**Task statement**:
Which lines in the entries below contain the word "tree"? Pull out each of those lines and copy it unchanged.

-- start of Data lines --

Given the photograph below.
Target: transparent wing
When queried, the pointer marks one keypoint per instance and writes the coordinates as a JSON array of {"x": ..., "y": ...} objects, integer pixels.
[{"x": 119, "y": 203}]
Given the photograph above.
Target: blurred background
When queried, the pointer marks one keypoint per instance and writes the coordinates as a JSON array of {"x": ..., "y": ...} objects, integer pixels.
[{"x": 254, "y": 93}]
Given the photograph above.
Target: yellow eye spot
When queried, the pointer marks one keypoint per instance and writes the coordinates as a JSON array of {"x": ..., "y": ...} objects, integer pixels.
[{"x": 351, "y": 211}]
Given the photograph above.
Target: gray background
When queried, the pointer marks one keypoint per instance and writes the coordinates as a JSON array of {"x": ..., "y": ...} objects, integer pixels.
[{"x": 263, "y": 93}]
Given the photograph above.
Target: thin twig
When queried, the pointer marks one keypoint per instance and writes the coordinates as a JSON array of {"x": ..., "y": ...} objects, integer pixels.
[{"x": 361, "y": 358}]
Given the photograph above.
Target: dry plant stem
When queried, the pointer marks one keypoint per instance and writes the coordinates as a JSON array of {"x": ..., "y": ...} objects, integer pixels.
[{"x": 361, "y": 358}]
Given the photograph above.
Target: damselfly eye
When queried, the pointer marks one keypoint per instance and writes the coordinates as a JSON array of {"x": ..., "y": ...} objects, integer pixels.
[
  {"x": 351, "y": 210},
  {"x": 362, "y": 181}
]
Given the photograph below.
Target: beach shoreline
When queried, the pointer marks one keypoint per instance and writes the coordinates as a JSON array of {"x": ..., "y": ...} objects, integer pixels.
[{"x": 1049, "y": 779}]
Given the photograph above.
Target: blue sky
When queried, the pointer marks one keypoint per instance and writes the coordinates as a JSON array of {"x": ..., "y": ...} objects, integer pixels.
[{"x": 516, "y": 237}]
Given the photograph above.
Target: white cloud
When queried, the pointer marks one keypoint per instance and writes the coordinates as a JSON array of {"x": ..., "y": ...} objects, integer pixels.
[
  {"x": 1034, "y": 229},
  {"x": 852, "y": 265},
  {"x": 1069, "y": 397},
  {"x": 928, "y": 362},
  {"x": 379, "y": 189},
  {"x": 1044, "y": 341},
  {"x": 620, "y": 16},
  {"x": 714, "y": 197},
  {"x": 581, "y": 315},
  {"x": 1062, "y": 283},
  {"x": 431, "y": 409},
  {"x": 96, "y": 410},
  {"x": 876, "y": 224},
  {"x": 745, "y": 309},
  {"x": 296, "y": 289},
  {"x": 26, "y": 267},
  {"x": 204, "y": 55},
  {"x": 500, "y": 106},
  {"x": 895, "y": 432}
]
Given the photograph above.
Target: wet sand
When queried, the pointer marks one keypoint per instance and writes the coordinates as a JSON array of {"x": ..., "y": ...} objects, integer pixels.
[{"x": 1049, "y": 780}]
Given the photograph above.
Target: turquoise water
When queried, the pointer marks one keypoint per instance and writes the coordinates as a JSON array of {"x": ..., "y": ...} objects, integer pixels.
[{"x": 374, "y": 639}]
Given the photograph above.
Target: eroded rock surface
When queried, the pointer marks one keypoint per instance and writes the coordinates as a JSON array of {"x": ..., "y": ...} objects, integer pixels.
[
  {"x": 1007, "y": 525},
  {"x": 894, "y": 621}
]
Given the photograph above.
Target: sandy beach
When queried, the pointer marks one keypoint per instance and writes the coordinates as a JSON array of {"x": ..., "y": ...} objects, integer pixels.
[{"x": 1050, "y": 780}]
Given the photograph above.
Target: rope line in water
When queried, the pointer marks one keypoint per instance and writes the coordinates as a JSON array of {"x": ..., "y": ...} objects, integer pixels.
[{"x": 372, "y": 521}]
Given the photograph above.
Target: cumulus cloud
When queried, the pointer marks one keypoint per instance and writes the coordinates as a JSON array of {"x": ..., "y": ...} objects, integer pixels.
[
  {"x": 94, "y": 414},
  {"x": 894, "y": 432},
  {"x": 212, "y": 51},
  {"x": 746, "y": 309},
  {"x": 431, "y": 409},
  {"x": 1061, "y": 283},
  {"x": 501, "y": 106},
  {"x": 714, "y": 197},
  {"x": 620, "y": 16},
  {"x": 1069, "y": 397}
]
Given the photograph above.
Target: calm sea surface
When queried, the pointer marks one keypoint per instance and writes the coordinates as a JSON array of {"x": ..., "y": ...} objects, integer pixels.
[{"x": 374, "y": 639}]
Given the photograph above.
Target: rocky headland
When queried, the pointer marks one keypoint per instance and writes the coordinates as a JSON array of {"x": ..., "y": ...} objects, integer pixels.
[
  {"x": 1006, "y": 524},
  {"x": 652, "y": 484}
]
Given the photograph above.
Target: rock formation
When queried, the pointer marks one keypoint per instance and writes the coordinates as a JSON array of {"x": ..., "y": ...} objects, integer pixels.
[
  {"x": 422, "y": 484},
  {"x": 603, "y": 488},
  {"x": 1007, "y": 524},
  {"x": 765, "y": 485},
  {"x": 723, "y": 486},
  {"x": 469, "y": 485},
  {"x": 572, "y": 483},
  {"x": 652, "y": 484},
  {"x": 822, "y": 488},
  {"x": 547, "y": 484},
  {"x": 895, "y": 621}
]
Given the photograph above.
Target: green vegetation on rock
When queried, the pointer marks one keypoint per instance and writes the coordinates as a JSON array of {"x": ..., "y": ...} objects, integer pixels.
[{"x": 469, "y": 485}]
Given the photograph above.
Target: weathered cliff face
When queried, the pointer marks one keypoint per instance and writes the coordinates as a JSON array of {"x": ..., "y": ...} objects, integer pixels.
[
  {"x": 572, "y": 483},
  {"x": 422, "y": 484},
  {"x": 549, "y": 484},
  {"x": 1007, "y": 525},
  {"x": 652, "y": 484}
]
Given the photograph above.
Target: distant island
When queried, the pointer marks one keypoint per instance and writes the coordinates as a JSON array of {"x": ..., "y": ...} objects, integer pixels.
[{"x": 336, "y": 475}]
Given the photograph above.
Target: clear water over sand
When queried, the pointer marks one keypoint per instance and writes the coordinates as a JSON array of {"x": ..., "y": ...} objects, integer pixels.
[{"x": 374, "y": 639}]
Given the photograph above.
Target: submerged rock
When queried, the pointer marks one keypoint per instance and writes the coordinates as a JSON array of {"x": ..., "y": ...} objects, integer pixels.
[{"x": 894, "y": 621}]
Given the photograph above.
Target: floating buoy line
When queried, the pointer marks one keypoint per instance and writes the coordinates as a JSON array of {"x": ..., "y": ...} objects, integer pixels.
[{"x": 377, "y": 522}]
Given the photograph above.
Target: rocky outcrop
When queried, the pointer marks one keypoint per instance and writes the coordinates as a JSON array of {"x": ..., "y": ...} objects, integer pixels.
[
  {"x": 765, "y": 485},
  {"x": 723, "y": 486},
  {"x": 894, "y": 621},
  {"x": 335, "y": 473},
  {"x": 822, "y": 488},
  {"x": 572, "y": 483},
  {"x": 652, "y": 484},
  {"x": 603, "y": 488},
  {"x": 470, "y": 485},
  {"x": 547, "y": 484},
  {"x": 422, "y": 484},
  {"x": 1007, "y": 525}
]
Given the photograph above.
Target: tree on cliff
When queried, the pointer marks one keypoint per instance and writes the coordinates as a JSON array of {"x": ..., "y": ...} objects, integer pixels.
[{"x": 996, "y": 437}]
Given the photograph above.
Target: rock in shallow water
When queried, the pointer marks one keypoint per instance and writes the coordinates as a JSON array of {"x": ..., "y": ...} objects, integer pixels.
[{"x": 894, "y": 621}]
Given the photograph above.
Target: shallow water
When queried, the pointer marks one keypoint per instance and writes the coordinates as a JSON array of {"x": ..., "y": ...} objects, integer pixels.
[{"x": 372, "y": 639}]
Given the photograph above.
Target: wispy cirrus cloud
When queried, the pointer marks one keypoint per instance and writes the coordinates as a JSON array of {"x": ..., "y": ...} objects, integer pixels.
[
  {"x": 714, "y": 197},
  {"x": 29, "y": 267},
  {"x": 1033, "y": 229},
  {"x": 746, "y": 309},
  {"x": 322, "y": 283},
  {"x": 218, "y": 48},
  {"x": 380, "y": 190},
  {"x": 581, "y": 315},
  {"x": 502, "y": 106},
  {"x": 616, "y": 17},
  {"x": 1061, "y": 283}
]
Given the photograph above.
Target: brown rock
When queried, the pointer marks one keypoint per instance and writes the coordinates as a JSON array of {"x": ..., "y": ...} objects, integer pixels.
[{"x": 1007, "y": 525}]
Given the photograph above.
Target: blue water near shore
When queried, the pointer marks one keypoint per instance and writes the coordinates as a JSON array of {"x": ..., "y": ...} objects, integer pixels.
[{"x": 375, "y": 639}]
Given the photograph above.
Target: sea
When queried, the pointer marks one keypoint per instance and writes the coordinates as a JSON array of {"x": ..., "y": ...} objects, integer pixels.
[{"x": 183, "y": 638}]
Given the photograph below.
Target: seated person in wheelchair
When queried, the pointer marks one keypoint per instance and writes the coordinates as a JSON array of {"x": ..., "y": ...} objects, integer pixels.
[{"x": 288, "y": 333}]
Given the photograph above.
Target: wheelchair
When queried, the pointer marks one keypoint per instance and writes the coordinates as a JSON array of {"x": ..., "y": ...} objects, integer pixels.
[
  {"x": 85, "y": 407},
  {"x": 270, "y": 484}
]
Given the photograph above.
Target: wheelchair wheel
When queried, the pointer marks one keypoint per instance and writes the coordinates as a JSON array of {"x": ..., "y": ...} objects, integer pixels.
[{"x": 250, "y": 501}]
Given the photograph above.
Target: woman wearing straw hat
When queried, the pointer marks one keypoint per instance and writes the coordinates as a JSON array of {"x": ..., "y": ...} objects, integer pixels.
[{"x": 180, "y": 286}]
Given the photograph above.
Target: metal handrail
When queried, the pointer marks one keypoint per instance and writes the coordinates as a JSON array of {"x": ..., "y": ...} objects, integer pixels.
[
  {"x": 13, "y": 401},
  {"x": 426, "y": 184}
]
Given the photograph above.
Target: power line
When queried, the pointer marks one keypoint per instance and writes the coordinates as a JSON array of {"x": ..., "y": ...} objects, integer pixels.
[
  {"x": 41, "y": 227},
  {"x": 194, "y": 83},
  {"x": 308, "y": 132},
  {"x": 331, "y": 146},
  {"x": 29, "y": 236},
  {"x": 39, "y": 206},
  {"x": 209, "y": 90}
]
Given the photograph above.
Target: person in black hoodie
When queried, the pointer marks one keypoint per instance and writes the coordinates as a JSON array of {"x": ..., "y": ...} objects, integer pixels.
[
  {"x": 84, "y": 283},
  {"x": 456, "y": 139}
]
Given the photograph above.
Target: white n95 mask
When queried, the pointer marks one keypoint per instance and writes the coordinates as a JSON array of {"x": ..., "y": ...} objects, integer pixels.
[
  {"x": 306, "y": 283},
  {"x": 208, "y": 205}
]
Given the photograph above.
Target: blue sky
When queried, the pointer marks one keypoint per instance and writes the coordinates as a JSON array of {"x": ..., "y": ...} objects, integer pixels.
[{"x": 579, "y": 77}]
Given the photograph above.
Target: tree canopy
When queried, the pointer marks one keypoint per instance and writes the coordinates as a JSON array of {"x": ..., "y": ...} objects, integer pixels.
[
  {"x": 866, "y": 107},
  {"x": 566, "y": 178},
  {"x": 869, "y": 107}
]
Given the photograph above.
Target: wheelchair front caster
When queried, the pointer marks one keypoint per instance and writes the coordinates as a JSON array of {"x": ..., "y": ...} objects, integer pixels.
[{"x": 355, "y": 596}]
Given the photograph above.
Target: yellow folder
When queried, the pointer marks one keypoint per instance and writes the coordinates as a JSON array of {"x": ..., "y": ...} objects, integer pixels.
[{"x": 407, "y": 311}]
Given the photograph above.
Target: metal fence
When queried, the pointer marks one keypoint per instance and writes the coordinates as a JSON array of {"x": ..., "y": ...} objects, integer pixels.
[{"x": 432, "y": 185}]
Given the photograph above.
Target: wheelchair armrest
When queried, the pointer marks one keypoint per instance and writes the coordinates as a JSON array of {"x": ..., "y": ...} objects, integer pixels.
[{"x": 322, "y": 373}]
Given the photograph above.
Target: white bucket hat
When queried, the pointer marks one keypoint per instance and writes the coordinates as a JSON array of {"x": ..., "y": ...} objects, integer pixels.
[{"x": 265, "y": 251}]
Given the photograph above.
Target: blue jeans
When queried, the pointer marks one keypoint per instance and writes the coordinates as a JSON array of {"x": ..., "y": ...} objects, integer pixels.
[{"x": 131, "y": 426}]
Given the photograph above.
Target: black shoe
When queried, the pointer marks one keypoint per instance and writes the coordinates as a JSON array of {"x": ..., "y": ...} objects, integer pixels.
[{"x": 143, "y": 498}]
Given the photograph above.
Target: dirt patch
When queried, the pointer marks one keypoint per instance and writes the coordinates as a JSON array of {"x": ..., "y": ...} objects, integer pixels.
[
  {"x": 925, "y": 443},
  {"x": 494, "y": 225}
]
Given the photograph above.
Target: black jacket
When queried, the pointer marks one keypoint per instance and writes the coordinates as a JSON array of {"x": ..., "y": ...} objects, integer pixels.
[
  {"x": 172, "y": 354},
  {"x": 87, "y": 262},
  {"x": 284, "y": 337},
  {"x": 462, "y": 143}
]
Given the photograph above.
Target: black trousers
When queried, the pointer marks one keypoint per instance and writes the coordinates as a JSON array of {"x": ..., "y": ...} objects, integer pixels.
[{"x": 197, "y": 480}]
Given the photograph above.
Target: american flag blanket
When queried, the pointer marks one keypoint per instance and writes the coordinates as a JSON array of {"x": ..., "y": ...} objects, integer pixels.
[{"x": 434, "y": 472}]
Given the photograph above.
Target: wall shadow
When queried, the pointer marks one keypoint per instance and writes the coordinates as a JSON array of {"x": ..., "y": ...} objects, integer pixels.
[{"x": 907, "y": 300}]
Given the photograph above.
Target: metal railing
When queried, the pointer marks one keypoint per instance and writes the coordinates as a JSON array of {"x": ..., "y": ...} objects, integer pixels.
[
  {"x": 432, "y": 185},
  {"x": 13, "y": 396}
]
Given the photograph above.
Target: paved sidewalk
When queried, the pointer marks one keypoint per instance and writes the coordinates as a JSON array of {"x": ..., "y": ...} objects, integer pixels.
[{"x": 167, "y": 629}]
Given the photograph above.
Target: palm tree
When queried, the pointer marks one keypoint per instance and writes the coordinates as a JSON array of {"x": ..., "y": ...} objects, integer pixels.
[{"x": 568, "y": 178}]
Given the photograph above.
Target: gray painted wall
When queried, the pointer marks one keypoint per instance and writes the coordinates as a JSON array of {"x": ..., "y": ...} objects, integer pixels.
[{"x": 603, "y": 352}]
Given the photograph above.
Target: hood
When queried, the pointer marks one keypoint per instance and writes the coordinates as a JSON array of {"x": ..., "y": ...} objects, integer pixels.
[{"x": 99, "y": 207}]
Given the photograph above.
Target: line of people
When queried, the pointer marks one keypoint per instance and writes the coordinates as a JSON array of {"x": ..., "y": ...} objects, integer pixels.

-- end of Data lines --

**Complete output**:
Target: tree on cliff
Target: tree canopy
Target: palm tree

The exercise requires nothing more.